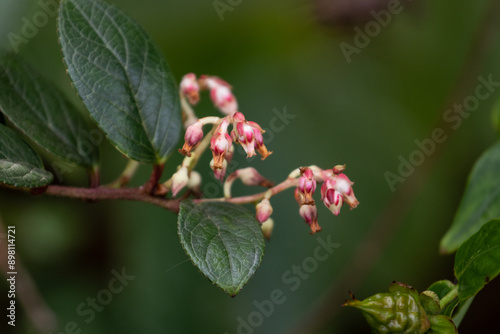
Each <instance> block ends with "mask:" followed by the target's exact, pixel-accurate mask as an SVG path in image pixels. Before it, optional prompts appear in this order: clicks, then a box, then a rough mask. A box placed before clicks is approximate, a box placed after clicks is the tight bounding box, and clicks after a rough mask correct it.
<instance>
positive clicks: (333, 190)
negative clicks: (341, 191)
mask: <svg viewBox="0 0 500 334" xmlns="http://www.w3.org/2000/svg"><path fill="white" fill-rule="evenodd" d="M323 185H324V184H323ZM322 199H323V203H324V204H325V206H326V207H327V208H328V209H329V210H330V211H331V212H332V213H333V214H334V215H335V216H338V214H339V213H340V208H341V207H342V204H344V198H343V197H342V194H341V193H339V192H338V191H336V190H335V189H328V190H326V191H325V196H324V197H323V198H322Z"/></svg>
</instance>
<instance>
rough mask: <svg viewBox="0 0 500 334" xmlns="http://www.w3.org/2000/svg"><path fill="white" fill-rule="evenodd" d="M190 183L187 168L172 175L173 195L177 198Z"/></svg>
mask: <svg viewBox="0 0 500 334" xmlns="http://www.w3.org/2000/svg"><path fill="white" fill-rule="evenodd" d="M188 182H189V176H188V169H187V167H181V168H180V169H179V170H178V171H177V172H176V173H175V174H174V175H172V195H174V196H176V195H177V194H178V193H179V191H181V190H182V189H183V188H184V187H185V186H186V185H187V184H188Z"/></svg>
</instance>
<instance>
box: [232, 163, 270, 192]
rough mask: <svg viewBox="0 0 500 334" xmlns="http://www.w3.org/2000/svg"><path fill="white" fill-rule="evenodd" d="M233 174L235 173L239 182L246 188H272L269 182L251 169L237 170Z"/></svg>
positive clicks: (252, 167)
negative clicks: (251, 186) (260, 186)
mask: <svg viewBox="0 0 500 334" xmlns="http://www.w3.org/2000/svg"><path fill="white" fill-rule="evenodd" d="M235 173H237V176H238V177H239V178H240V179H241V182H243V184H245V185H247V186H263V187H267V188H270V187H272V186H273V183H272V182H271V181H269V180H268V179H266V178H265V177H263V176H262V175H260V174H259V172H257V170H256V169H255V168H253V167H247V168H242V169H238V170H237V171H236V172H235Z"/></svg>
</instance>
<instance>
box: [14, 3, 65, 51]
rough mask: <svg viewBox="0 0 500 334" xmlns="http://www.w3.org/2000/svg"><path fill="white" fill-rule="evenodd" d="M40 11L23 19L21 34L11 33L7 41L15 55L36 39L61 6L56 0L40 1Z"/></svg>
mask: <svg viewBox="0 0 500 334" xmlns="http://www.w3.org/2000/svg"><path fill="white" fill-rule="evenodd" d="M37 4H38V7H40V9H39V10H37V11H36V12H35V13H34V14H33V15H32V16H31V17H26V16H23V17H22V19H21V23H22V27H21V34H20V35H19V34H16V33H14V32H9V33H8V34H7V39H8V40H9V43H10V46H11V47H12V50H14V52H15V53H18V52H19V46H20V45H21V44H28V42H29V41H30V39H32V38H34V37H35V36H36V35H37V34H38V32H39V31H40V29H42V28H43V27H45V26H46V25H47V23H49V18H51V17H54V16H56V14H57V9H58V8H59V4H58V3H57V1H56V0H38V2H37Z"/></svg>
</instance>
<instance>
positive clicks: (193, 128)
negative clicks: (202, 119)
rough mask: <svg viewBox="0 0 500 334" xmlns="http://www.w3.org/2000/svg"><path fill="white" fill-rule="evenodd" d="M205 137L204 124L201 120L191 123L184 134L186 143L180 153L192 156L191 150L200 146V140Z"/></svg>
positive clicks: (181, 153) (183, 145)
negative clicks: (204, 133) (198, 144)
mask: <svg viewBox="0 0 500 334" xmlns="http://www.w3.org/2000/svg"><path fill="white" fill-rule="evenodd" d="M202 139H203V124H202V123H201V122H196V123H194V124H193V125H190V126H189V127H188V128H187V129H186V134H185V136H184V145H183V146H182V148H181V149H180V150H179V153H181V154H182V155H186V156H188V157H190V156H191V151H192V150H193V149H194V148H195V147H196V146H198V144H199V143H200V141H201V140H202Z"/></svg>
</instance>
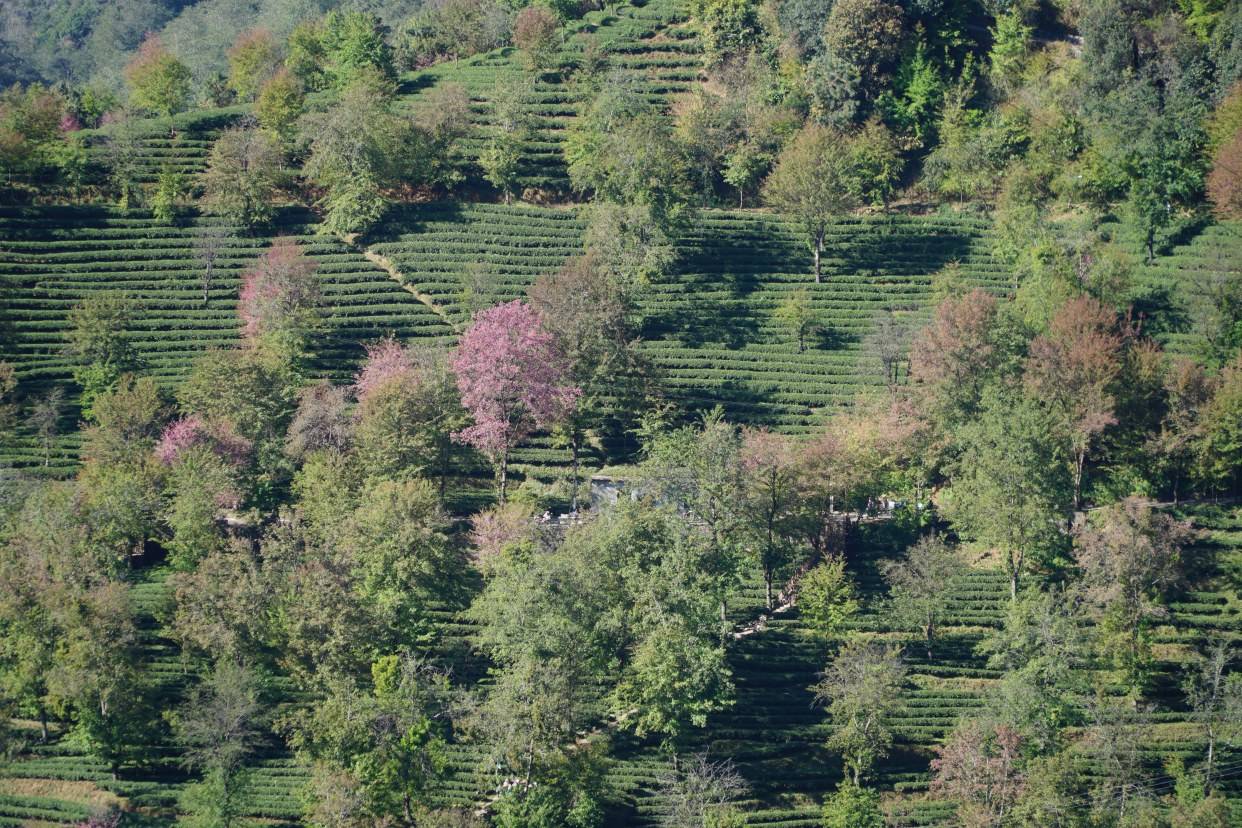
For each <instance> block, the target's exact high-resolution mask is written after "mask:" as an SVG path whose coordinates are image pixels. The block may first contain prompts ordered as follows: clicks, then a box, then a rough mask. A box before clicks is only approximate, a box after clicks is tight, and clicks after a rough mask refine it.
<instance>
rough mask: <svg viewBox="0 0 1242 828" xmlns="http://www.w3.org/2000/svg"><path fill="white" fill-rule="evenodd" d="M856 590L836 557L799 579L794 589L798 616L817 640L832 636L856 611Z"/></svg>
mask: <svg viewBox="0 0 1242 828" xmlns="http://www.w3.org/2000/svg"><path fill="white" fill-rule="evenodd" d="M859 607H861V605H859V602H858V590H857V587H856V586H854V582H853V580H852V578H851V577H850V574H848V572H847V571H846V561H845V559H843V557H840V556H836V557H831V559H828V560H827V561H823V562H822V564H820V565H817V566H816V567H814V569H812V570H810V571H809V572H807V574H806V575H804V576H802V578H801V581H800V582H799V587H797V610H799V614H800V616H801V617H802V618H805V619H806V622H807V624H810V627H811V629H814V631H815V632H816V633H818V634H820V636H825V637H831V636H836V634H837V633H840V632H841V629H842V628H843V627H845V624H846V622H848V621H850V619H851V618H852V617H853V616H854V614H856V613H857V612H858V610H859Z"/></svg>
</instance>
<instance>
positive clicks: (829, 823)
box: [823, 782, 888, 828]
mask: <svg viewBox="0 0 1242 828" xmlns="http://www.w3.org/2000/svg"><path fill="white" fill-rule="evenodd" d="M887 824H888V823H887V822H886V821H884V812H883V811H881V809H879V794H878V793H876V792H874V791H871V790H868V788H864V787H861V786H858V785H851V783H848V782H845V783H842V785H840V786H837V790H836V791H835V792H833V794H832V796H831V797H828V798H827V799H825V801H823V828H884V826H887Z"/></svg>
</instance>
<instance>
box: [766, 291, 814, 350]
· · · · ·
The reply should reproduce every entry above word for word and contain no pictures.

WORKED SOLUTION
Each <instance> block ends with "mask:" followed by the target's exact, pixel-accurate mask as an SVG path in image pixels. Before it, optional prompts appear in this order: clicks, then a box, then a rough mask. A box placed before clicks is approximate, a box placed after clicks is the tight bounding box, and clicks after a rough mask correct it.
<instance>
positive clicks: (333, 190)
negative clicks: (341, 191)
mask: <svg viewBox="0 0 500 334" xmlns="http://www.w3.org/2000/svg"><path fill="white" fill-rule="evenodd" d="M323 185H324V184H323ZM322 199H323V203H324V204H325V206H326V207H327V208H328V209H329V210H330V211H331V212H332V213H333V214H334V215H335V216H338V214H339V213H340V208H341V207H342V204H344V198H343V197H342V194H341V193H339V192H338V191H336V190H335V189H328V190H326V191H325V196H324V197H323V198H322Z"/></svg>
</instance>
<instance>
rough mask: <svg viewBox="0 0 500 334" xmlns="http://www.w3.org/2000/svg"><path fill="white" fill-rule="evenodd" d="M190 183L187 168L172 175L173 195L177 198Z"/></svg>
mask: <svg viewBox="0 0 500 334" xmlns="http://www.w3.org/2000/svg"><path fill="white" fill-rule="evenodd" d="M188 182H189V176H188V169H187V167H181V168H180V169H179V170H178V171H177V172H176V173H175V174H174V175H172V195H174V196H176V195H177V194H178V193H179V191H181V190H182V189H183V188H184V187H185V186H186V185H187V184H188Z"/></svg>
</instance>
<instance>
box: [232, 163, 270, 192]
rough mask: <svg viewBox="0 0 500 334" xmlns="http://www.w3.org/2000/svg"><path fill="white" fill-rule="evenodd" d="M233 174L235 173L239 182L246 188H272L269 182L251 169L237 170Z"/></svg>
positive clicks: (252, 167)
negative clicks: (251, 186) (260, 186)
mask: <svg viewBox="0 0 500 334" xmlns="http://www.w3.org/2000/svg"><path fill="white" fill-rule="evenodd" d="M235 173H237V176H238V177H239V178H240V179H241V182H243V184H245V185H247V186H263V187H267V188H270V187H272V186H273V183H272V182H271V181H269V180H268V179H266V178H265V177H263V176H262V175H260V174H259V172H257V170H256V169H255V168H253V167H247V168H242V169H238V170H237V171H236V172H235Z"/></svg>
</instance>
<instance>
box: [14, 3, 65, 51]
rough mask: <svg viewBox="0 0 500 334" xmlns="http://www.w3.org/2000/svg"><path fill="white" fill-rule="evenodd" d="M40 11L23 19L21 34L11 33L7 41L15 55L36 39L61 6L56 0L40 1Z"/></svg>
mask: <svg viewBox="0 0 500 334" xmlns="http://www.w3.org/2000/svg"><path fill="white" fill-rule="evenodd" d="M37 4H38V7H40V9H39V10H37V11H36V12H35V13H34V14H33V15H32V16H31V17H26V16H23V17H22V19H21V23H22V27H21V34H20V35H19V34H16V33H14V32H9V33H8V34H7V39H8V40H9V43H10V46H11V47H12V50H14V52H15V53H18V52H19V46H20V45H21V44H28V42H29V41H30V39H32V38H34V37H35V36H36V35H37V34H38V32H39V31H40V29H42V28H43V27H45V26H46V25H47V23H49V18H51V17H54V16H56V14H57V9H58V8H59V4H58V3H57V1H56V0H38V2H37Z"/></svg>
</instance>
<instance>
positive clicks: (193, 128)
negative clicks: (202, 119)
rough mask: <svg viewBox="0 0 500 334" xmlns="http://www.w3.org/2000/svg"><path fill="white" fill-rule="evenodd" d="M205 137L204 124L201 120L191 123L184 134L186 143L180 153L192 156L191 150L200 146V140Z"/></svg>
positive clicks: (181, 153) (183, 145)
negative clicks: (204, 133) (198, 144)
mask: <svg viewBox="0 0 500 334" xmlns="http://www.w3.org/2000/svg"><path fill="white" fill-rule="evenodd" d="M202 139H203V124H202V123H201V122H196V123H194V124H193V125H190V126H189V127H188V128H187V129H186V134H185V136H184V145H183V146H182V148H181V149H180V150H179V153H181V154H182V155H186V156H188V157H190V156H191V151H192V150H193V149H194V148H195V147H196V146H198V144H199V143H200V141H201V140H202Z"/></svg>
</instance>
For each <instance> block, the target's exact high-resolution mask is written after "mask:" as an SVG path whose coordinates are image pixels. The block may first contain prompts ordered as follows: clicks, then a box, then a rough mask. A box before clicks is only approximate, a box after clicks is tight, and clicks after a rough mask refine it.
<instance>
rough mask: <svg viewBox="0 0 1242 828" xmlns="http://www.w3.org/2000/svg"><path fill="white" fill-rule="evenodd" d="M856 590L836 557L799 579L794 589L798 616L817 640L832 636L856 611Z"/></svg>
mask: <svg viewBox="0 0 1242 828" xmlns="http://www.w3.org/2000/svg"><path fill="white" fill-rule="evenodd" d="M859 607H861V605H859V602H858V590H857V587H856V586H854V582H853V580H852V578H851V577H850V574H848V572H847V571H846V561H845V559H843V557H840V556H836V557H831V559H828V560H827V561H823V562H822V564H820V565H817V566H816V567H814V569H812V570H810V571H809V572H807V574H806V575H804V576H802V578H801V581H800V582H799V587H797V610H799V614H800V616H801V617H802V618H805V619H806V622H807V624H810V627H811V629H814V631H815V632H816V633H818V634H820V636H825V637H831V636H836V634H837V633H840V632H841V629H842V628H843V627H845V624H846V622H848V621H850V619H851V618H852V617H853V616H854V614H856V613H857V612H858V610H859Z"/></svg>
</instance>
<instance>
positive clicks: (829, 823)
box: [823, 782, 888, 828]
mask: <svg viewBox="0 0 1242 828" xmlns="http://www.w3.org/2000/svg"><path fill="white" fill-rule="evenodd" d="M887 824H888V823H887V822H886V821H884V812H883V811H881V809H879V794H878V793H876V792H874V791H871V790H868V788H864V787H861V786H858V785H851V783H848V782H845V783H842V785H840V786H837V790H836V791H835V792H833V794H832V796H831V797H828V798H827V799H825V801H823V828H884V826H887Z"/></svg>
</instance>
<instance>
box: [766, 291, 814, 350]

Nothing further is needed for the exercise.